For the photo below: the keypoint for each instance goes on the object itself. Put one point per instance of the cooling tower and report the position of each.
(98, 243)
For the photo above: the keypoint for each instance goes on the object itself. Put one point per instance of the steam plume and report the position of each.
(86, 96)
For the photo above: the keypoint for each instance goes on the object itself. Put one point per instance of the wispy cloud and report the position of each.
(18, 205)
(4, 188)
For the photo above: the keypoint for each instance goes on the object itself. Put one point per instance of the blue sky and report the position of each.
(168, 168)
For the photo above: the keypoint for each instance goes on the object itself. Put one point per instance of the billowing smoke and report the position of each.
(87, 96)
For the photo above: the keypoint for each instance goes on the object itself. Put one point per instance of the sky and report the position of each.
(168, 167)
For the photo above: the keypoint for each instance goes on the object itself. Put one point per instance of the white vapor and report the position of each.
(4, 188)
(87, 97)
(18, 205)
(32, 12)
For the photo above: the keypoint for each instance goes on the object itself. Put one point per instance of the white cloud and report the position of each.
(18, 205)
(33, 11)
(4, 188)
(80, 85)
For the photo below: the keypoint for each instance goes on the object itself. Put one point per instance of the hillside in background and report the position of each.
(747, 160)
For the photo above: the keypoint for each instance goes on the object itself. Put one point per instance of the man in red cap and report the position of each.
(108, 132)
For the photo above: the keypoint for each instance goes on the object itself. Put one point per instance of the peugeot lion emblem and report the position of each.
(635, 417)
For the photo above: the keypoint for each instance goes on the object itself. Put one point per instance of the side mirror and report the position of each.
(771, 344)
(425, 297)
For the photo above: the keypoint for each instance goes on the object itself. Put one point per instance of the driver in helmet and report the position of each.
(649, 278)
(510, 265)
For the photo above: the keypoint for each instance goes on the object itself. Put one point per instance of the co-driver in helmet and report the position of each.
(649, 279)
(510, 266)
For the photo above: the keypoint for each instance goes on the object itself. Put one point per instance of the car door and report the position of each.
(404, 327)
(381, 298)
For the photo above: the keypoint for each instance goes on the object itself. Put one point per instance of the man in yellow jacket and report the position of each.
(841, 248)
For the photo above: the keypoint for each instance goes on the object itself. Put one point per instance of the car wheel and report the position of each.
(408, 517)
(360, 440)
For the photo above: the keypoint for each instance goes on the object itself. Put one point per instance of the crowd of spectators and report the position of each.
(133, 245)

What is being asked: Write out all of the data above once more, line for line, without changing any word, number, or punctuation mark.

Answer to the exercise:
For the photo below: the keypoint for each instance goes on the object itself. Put one point per instance of the cooling tower and report the position of each.
(98, 243)
For the photo above: the keypoint for each instance goes on the object itself. Put one point per instance of the steam plume and report the position of each.
(86, 96)
For the photo above: the keypoint for each instance goes on the object itself. Put one point per instance of the wispy cloud and report the position of each.
(18, 205)
(4, 188)
For the photo above: the keypoint for each instance goes on the object itself. Put one point per instance of the blue sky and report the position of each.
(168, 168)
For the photo above: the keypoint for each instance goes on the object itself. Put one point per instance of the billowing smoke and report the position of each.
(87, 96)
For the photo above: the keypoint for each instance goes on the object itself. Put one point per instance of the sky and report the position of each.
(168, 167)
For the photo above: the keypoint for each instance goes on the object itself. Put one point per instance of the white vapor and report the position of each.
(4, 188)
(87, 97)
(18, 205)
(32, 12)
For the photo above: the keypoint for each instance goes on the object itself. Put one point per instance of the white cloud and report the position of each.
(18, 205)
(33, 11)
(4, 188)
(80, 85)
For the photo below: the keypoint for each instance goes on the object itself. Put one point per instance of the hillside in background and report the position of each.
(747, 160)
For the photo above: the keypoint for each instance goes on the object itself. Put one point per instance of the man in red cap and report the position of each.
(108, 132)
For the photo above: the keypoint for each instance goes on the object itself. Put one point per instance of the peugeot lion emblem and report the position of each.
(635, 417)
For the photo above: the keypoint for each instance goes on the object itself. Put one point per instance of the side mirror and report the position of each.
(771, 344)
(425, 297)
For the photo above: the keypoint for each instance goes on the object itself. Put one point per instance of the driver in helmet and report the position of each.
(649, 278)
(510, 265)
For the photo above: the keypoint for each instance goes on the object itself. Put one point per instance of the co-driver in helmet and report the position of each.
(649, 279)
(510, 266)
For the photo above: the keypoint for each instance goes on the object itself. Put one point per instance of the car door and report the position of each.
(404, 327)
(381, 298)
For the photo above: the keypoint for each instance goes on the object itself. Put one point per instance of the man in yellow jacket and report the position of each.
(841, 248)
For the photo above: the keypoint for each instance goes on the object itself. Put one point per instance of the car wheel and report the position of each.
(408, 517)
(360, 440)
For the photo above: the keypoint for each instance goes on the object itself. Put one point per instance of the crowd of spectators and report the position of each.
(133, 245)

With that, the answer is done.